> What is needed
From the line containing "mark: the innermost point of each instance of the tiled wall" through the last line of the entries below, repeat each line word for word and leave out the rest.

> Material to process
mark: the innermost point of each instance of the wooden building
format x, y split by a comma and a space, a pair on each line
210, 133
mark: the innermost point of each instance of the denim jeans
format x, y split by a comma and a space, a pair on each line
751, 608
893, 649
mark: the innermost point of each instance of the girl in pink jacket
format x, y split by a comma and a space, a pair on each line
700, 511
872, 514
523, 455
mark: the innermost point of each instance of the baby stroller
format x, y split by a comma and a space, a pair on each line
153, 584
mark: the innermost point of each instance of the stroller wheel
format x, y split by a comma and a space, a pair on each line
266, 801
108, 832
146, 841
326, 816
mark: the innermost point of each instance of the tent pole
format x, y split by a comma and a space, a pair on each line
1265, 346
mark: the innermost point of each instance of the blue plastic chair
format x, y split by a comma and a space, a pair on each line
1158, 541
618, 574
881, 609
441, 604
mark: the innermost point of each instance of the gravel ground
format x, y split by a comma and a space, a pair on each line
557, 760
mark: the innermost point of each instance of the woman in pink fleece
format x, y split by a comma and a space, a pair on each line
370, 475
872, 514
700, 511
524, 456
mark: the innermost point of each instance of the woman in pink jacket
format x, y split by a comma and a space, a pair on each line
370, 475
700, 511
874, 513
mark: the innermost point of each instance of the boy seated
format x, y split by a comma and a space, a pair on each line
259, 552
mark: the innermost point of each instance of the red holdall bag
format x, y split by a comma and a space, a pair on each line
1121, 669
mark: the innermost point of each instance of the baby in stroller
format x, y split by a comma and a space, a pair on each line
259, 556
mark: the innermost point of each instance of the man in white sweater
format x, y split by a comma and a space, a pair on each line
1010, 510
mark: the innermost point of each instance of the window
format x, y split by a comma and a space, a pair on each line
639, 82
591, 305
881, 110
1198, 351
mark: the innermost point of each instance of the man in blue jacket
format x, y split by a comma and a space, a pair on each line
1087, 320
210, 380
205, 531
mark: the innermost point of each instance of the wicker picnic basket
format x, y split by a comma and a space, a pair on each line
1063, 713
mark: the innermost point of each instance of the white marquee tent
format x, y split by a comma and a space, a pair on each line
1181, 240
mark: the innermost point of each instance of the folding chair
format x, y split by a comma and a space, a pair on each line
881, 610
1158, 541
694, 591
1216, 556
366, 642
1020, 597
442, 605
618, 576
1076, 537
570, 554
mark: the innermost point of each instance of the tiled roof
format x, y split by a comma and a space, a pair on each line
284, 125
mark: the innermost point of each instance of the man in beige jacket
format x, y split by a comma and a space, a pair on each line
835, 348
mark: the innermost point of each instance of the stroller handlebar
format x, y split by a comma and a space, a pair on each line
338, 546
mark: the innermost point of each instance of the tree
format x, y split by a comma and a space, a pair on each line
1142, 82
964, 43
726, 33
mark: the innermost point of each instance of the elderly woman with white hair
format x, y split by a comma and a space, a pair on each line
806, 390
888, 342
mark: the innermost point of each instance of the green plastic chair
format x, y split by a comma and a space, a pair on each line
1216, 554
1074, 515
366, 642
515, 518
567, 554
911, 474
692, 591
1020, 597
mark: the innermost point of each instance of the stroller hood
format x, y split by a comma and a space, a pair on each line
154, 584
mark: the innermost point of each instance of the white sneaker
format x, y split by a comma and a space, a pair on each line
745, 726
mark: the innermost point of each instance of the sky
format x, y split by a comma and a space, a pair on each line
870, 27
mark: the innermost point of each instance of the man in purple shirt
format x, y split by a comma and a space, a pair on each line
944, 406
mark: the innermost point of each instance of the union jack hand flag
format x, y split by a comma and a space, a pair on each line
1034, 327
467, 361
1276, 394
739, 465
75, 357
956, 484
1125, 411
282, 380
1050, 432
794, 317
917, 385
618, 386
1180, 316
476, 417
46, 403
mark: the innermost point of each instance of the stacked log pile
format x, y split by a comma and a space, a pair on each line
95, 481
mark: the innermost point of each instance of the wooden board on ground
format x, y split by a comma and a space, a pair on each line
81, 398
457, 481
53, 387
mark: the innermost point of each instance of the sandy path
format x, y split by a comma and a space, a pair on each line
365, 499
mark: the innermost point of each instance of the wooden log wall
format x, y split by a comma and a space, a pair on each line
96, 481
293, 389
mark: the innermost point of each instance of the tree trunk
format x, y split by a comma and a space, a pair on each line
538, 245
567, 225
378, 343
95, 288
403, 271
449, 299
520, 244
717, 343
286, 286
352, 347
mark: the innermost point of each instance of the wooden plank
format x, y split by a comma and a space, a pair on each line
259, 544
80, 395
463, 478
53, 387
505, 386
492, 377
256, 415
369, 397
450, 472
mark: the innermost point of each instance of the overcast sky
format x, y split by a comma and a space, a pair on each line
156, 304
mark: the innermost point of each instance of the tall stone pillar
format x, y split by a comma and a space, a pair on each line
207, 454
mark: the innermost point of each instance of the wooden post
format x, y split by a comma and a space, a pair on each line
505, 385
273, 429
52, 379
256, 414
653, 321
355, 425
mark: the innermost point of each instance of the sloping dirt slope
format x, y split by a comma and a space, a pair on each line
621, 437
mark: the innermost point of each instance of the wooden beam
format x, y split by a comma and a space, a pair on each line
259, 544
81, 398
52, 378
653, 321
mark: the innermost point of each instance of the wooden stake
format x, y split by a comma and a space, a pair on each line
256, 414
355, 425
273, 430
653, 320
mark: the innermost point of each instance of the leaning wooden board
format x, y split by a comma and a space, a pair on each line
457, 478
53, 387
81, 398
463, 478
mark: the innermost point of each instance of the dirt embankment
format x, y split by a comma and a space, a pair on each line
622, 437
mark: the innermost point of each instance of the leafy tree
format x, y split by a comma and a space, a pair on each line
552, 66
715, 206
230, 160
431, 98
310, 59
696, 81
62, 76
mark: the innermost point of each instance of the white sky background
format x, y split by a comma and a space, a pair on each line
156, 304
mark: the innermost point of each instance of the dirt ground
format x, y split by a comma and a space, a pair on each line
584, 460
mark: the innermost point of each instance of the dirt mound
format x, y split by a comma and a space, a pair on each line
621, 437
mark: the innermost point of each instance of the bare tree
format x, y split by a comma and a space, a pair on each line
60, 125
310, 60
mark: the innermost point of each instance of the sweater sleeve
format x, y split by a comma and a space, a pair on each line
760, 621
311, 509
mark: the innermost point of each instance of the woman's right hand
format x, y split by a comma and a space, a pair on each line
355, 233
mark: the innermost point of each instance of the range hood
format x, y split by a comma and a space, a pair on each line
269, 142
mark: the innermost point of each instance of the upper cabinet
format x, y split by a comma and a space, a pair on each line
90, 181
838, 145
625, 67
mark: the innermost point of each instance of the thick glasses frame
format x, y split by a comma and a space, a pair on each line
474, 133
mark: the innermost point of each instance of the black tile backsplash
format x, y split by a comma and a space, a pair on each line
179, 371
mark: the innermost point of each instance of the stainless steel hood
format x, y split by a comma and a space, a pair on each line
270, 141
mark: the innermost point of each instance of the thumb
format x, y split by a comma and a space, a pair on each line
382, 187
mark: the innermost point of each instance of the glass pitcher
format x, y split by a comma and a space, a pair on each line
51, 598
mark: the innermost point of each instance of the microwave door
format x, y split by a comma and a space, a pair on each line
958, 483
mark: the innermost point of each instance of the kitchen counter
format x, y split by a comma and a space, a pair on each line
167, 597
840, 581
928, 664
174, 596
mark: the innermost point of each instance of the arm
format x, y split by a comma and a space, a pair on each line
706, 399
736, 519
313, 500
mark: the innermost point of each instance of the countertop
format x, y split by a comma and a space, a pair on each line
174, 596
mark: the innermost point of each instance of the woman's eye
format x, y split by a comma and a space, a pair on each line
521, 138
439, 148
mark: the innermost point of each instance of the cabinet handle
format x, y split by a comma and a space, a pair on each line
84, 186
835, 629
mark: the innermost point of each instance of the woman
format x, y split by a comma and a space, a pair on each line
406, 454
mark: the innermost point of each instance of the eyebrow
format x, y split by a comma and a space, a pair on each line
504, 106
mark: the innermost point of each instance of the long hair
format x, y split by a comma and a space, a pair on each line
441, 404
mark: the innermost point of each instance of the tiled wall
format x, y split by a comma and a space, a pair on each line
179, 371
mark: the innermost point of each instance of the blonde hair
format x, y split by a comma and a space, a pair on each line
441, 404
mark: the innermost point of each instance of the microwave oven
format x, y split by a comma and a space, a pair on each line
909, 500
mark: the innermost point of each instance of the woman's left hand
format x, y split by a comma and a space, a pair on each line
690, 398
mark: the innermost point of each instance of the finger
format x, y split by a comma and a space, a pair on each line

> Answer in full
mark: the innermost point of each instance of the tiled wall
format x, y split by a comma and a space, a pair on each line
179, 371
mark: the innermost point of each instance of the blonde hair
format x, y split by a comma and a space, a pair on each line
441, 404
mark: the innermost point of each instance of the microwave oven
format x, y split by a comma and a space, a pair on each line
909, 500
mark: the innermost point of each instance of the woman's left hand
format x, y split by a comma and a space, a pair on each line
690, 398
mark: the innermost point of each instance of the finger
format x, y split by a comma and a space, a pair on each line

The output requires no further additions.